| Indicación 1 |
En el texto sobre la devolución de competencias, ¿qué sentencia se aplica para que el Estado recupere competencias en la cuenca del Guadalquivir?
| Indicación 2 |
Prosigue el texto sobre la devolución de competencias desde el punto en que termina.

| Fragmento del texto |
::::::
En esta posición revisionista se aloja estos días la polémica acerca de la “devolución” de competencias al Estado por parte de algunas Comunidades autónomas. También en esto nos acabamos de caer del nido porque ha sido de ver hasta ahora la carrera desenfrenada que se había entablado entre los dirigentes de las Comunidades autónomas para acumular competencias sin pararse a pensar si venían o no a cuento o si era posible financiarlas y gestionarlas. Incluso existe circulando por algún Estatuto de autonomía una cláusula ideada por un político -hoy en desgracia- que reivindicaba para sí todo aquello que obtuviera su vecino. Una actitud cuyo tierno infantilismo -practicado por persona ya en sazón- admira y desarma a un tiempo.

Lo cierto es que caemos ahora en la cuenta de que devolver las competencias que esta o aquella Comunidad autónoma ostenta sería una solución para los desatinos y destrozos producidos. Adviértase que no es el Estado el que está demandando que se le devuelva “el rosario de mi madre” como cantaba María Dolores Pradera sino que son las mismas Administraciones autonómicas las que están dispuestas a remitir por correo certificado a Madrid la engorrosa encomienda de la que un día -alegre y de feliz inconsciencia- se hicieron cargo. Cosa distinta es la “recuperación” por el Estado de competencias en la cuenca del Guadalquivir por aplicación de una sentencia del Tribunal Constitucional (30/2011 de 16 de marzo).
::::::
| Sección de datos |
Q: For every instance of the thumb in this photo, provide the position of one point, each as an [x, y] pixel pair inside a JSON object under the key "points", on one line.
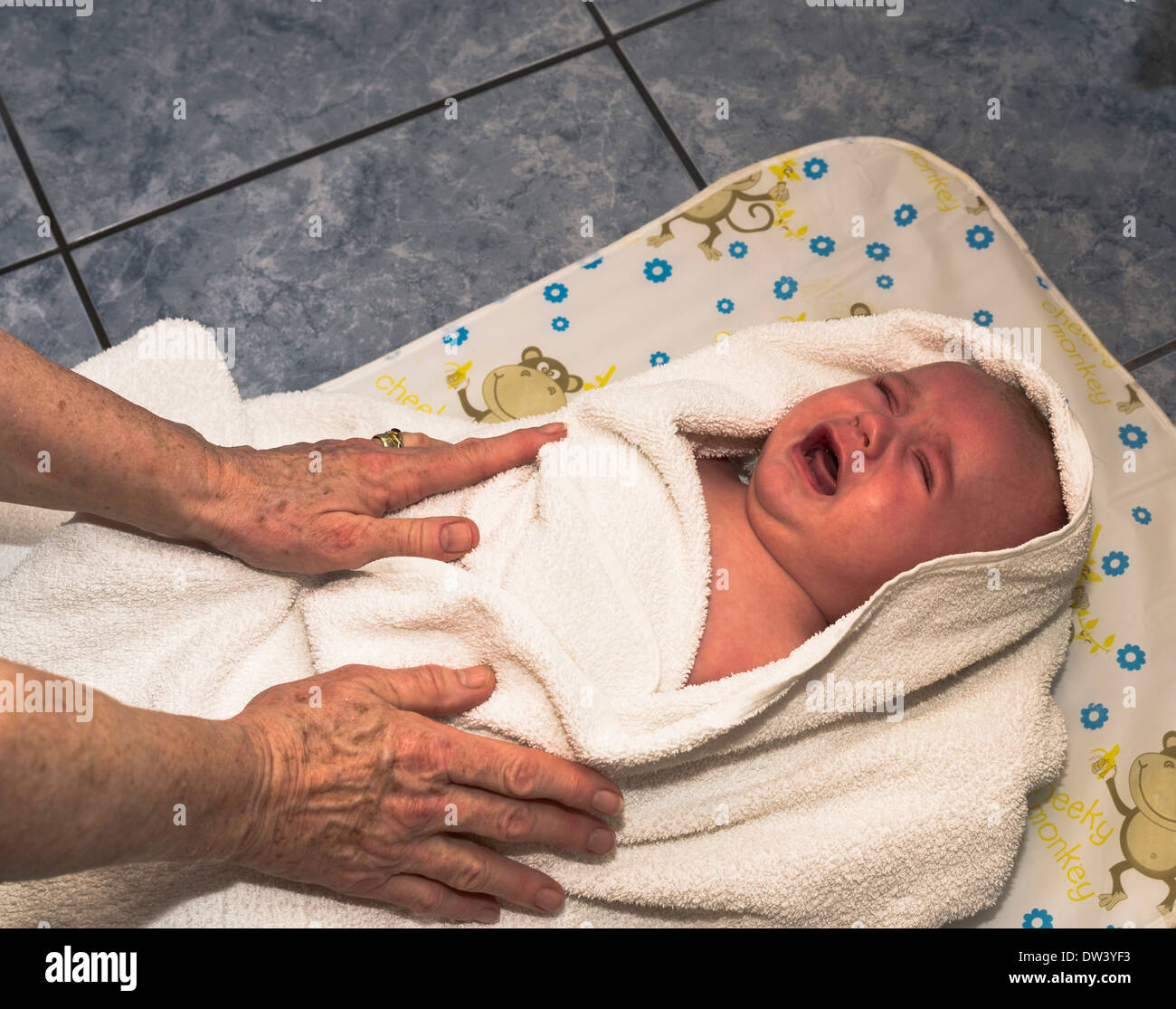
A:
{"points": [[438, 538], [435, 690]]}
::::::
| Respuesta escrita 1 |
La sentencia del Tribunal Constitucional 30/2011, de 16 de marzo.

| Respuesta escrita 2 |
Todo parece indicar que se nos ha roto el ánfora donde guardábamos las esencias de las bondades autonómicas.

El problema que se plantea es el de si la “devolución” en estos términos es posible según nuestro Ordenamiento constitucional.

Veamos. “Las competencias son irrenunciables e indisponibles por imperativo constitucional” ha repetido en varias ocasiones el Tribunal Constitucional (así, por ejemplo, entre las primeras sentencias, puede verse la número 26/1982, de 24 de mayo y, entre las últimas, la número 247/2007, de 12 de diciembre). Se trata, en efecto, de un principio obvio: las competencias atribuidas por la Constitución española y asumidas por las Comunidades autónomas en sus Estatutos de Autonomía deben ejercerse precisamente por ellas. Estamos ante un elemental cumplimiento de la distribución del poder que nos es propio y una consecuencia que podemos encajar en el principio jurídico de la responsabilidad pública y que desde antiguo obliga a todas las instituciones. Lo mismo ocurre en el ámbito judicial donde rige la regla “non liquet” que implica que “los jueces y tribunales tienen el deber inexcusable de resolver en todo caso los asuntos de que conozcan” (art. 1.7 Código civil). En el ámbito de la Administración pública, de igual modo, las leyes nos enseñan que las competencias son irrenunciables y deben ejercerse por el órgano que las tenga atribuidas como propias (artículo 12 de la Ley de Régimen jurídico y Procedimiento administrativo común). Conclusión: la Administración autonómica ha de ejercer las competencias que tiene encomendadas y para las que cuenta con los medios que ha concretado con la Administración estatal en los Reales Decretos de traspasos.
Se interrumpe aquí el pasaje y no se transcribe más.